## Required work
Leave out the pictures, and reproduce exactly the lines from the line containing "Target: smartphone" through the final line of the entries.

Labeled shape records:
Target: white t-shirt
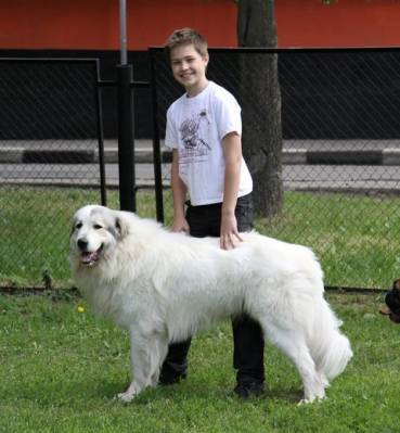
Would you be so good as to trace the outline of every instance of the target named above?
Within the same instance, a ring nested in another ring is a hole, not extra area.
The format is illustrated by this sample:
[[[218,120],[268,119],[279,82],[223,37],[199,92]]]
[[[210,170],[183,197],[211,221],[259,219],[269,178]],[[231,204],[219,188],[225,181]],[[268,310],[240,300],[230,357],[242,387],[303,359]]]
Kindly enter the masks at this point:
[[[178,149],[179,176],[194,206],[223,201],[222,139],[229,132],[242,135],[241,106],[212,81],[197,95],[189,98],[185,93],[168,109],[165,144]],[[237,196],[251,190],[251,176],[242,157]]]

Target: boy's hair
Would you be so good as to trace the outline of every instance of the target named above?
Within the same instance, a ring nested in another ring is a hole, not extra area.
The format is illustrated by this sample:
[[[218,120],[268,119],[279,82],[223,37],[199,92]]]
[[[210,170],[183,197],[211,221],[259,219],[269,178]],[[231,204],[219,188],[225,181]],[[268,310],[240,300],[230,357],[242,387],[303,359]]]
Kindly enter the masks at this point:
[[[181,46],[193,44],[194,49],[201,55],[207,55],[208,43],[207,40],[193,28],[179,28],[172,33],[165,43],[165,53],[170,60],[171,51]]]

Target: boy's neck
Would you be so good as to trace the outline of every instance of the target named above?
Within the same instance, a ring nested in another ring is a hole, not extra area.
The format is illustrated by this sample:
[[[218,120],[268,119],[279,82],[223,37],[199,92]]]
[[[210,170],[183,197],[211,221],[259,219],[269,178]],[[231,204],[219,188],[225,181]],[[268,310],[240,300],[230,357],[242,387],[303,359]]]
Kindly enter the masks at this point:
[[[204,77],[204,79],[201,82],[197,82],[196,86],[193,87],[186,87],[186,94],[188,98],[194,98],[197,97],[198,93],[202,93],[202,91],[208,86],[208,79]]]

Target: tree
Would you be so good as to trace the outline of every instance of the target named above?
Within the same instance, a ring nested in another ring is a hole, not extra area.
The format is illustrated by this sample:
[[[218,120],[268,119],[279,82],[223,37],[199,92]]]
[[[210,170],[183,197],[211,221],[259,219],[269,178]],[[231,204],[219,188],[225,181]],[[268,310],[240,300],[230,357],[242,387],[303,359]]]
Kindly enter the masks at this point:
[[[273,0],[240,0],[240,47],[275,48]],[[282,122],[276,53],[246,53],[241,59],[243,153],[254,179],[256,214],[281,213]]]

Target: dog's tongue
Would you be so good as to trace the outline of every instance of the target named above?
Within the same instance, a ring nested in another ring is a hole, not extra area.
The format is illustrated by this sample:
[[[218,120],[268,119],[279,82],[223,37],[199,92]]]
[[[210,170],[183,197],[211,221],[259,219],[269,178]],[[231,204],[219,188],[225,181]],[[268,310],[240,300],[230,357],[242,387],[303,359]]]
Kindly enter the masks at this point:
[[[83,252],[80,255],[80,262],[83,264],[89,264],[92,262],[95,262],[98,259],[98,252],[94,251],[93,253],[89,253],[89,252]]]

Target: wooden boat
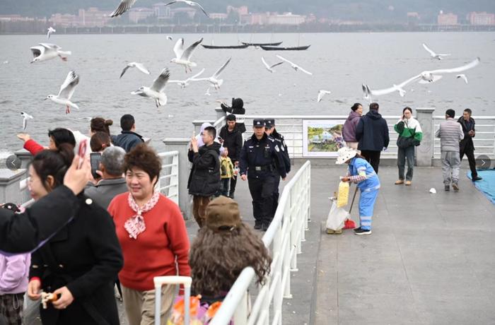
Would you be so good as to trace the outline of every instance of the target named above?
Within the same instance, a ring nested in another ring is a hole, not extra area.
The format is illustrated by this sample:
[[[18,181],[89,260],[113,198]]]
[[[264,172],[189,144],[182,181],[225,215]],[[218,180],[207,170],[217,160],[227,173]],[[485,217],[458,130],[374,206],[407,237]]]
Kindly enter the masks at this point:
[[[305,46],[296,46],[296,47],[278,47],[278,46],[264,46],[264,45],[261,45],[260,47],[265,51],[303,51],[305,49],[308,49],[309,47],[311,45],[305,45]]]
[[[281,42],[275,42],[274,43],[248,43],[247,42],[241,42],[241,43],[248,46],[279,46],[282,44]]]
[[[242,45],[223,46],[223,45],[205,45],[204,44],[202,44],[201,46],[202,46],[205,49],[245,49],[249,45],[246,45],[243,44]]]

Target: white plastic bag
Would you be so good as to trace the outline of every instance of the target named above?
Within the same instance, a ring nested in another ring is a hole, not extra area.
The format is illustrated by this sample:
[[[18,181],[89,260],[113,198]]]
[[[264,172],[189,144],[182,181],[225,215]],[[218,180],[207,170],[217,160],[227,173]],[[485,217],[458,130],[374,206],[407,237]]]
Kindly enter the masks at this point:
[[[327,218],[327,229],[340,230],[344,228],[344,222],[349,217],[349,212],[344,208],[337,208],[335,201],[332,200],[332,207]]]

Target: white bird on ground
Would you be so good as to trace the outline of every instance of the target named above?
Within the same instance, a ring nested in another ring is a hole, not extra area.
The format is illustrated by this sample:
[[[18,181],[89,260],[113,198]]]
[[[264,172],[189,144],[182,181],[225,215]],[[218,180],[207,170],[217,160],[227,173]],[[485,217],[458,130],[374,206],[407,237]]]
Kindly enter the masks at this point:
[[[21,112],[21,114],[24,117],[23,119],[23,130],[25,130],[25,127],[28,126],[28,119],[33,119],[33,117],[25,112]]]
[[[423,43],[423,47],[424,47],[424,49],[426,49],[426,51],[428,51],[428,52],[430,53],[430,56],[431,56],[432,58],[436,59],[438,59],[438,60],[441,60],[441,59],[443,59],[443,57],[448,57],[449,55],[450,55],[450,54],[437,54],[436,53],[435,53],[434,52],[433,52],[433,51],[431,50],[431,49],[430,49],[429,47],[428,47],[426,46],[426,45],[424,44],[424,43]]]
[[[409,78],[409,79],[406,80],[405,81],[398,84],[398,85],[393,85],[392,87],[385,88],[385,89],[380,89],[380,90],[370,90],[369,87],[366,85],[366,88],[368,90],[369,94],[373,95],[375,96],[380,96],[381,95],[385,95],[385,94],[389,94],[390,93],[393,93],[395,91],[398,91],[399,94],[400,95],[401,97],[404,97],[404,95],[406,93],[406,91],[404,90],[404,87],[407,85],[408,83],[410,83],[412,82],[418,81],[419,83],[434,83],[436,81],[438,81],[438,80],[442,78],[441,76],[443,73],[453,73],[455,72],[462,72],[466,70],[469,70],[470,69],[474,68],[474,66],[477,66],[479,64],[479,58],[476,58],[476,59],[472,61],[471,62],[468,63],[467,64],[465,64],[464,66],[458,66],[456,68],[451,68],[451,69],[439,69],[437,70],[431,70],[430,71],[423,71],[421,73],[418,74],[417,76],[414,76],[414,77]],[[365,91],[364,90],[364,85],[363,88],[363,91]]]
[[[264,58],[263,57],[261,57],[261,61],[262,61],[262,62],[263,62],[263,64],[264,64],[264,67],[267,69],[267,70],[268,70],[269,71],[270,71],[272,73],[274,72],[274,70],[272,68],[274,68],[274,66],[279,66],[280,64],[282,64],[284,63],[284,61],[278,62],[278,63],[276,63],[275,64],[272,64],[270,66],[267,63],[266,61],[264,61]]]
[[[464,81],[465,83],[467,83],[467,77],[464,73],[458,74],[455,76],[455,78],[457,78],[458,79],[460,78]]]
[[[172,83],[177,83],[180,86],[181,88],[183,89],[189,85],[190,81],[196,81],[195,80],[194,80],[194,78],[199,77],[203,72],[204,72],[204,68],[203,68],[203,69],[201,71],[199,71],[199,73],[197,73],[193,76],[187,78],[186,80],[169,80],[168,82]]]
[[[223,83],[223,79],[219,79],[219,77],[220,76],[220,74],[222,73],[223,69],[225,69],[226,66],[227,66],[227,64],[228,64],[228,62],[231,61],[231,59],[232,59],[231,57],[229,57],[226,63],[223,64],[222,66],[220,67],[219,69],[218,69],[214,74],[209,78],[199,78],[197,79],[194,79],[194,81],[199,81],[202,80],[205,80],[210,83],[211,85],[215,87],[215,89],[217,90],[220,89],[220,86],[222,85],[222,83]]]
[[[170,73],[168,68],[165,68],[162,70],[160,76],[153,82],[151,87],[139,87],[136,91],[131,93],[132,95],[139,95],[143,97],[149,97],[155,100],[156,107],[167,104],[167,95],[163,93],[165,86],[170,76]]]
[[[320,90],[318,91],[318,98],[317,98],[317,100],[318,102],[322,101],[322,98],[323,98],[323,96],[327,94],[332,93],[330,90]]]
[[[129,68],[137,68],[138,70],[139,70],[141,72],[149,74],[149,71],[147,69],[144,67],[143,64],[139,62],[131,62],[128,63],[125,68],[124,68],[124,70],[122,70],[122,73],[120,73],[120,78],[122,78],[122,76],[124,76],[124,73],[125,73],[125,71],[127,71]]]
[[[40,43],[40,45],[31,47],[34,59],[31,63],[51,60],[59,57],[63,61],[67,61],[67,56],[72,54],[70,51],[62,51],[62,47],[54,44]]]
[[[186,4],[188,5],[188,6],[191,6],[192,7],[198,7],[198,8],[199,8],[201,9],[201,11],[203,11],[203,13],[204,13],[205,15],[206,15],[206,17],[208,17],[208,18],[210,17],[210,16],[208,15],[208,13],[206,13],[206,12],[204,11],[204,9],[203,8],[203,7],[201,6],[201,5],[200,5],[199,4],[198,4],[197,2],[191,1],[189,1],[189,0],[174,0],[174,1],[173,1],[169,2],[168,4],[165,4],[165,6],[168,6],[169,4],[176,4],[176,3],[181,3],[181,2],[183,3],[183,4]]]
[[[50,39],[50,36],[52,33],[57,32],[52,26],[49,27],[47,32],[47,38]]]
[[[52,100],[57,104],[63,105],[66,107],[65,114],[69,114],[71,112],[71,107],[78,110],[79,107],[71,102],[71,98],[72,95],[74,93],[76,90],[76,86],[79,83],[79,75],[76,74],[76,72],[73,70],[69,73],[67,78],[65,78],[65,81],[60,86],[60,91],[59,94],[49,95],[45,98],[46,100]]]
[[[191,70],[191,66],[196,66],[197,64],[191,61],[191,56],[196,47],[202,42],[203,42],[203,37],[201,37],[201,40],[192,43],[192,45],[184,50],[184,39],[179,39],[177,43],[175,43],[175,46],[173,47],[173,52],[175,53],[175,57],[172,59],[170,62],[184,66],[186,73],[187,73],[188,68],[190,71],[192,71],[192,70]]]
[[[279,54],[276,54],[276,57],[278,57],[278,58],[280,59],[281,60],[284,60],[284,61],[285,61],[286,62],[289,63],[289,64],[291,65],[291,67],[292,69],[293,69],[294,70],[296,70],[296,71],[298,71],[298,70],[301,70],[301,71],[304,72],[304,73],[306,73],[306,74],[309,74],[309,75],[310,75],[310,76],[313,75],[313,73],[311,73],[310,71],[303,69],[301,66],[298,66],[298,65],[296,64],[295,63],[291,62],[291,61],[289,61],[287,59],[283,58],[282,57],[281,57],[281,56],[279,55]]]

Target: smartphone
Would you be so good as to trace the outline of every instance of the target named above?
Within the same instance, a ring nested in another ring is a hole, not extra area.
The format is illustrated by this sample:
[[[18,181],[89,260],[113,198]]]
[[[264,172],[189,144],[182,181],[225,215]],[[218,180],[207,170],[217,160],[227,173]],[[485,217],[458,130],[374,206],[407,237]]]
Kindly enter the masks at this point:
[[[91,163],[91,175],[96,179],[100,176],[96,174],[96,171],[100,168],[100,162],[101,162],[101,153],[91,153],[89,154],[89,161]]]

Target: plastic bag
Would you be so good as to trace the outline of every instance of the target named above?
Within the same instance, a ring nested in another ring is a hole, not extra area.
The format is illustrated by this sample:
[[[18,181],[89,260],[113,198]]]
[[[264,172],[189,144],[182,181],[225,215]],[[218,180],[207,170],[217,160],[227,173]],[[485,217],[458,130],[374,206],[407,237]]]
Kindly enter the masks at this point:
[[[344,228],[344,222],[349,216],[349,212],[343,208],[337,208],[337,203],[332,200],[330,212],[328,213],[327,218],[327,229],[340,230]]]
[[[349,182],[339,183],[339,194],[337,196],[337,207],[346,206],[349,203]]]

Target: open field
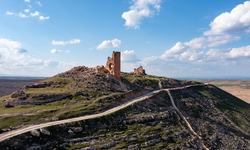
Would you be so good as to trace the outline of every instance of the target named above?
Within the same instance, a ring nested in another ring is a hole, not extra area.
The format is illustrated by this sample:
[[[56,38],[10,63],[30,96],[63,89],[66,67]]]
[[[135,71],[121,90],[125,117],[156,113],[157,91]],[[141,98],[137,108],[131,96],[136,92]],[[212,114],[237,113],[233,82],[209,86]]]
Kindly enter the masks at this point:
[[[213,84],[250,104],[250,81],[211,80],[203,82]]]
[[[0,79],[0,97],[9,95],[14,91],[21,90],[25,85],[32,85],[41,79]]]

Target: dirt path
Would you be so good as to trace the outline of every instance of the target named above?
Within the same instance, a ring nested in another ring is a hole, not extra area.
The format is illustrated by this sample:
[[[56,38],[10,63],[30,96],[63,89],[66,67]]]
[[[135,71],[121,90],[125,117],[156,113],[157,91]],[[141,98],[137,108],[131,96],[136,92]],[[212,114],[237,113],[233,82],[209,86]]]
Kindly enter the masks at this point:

## Solution to this problem
Target: smartphone
Would you be so good as to trace the outline of every instance of the target named above?
Within the same instance, a ring nested in another ring is a hole, not extra area.
The format is illustrated by this sample:
[[[18,181],[89,260],[113,198]]]
[[[264,172],[189,144],[182,181],[225,215]],[[218,180],[207,170],[217,160],[227,173]],[[485,217],[458,130],[374,206],[407,237]]]
Kindly enter the masks at this point:
[[[91,163],[91,175],[96,179],[100,176],[96,174],[96,171],[100,168],[100,162],[101,162],[101,153],[91,153],[89,154],[89,161]]]

Target: plastic bag
Would you be so good as to trace the outline of every instance of the target named above?
Within the same instance, a ring nested in another ring is a hole, not extra area.
The format is illustrated by this sample:
[[[18,181],[89,260],[113,198]]]
[[[264,172],[189,144],[182,181],[225,215]],[[218,180],[207,170],[217,160],[227,173]],[[485,217],[458,130],[374,206],[407,237]]]
Kindly enter the masks at this point:
[[[344,228],[344,222],[349,216],[349,212],[343,208],[337,208],[337,203],[332,200],[330,212],[328,213],[327,218],[327,229],[340,230]]]
[[[349,182],[339,183],[339,194],[337,196],[337,207],[346,206],[349,203]]]

Target: open field
Would you be so good as to trace the outline of every instance of the target named above?
Within the same instance, a ring nested in another ring is a hole, not extra area.
The format is illustrated by this sample:
[[[56,38],[10,63],[30,96],[63,89],[66,67]]]
[[[135,71],[121,90],[125,117],[156,113],[157,91]],[[141,98],[137,108],[131,96],[136,92]],[[212,114],[237,113],[233,82],[209,86]]]
Kindly enter the masks at this point:
[[[213,84],[250,104],[250,81],[211,80],[203,82]]]
[[[0,79],[0,97],[9,95],[14,91],[21,90],[25,85],[32,85],[41,79]]]

Target: dirt path
Would you be so good as to trace the outline of every instance of the target named above?
Within the same instance, a ring nested in another ring is a hole, not extra area.
The format is illustrated by this sample:
[[[56,38],[10,63],[30,96],[63,89],[66,67]]]
[[[135,71],[121,90],[125,117],[156,113],[157,91]],[[141,98],[137,108],[131,96],[136,92]],[[212,114],[237,113],[233,82],[209,86]]]
Kindly enter the masks at this point:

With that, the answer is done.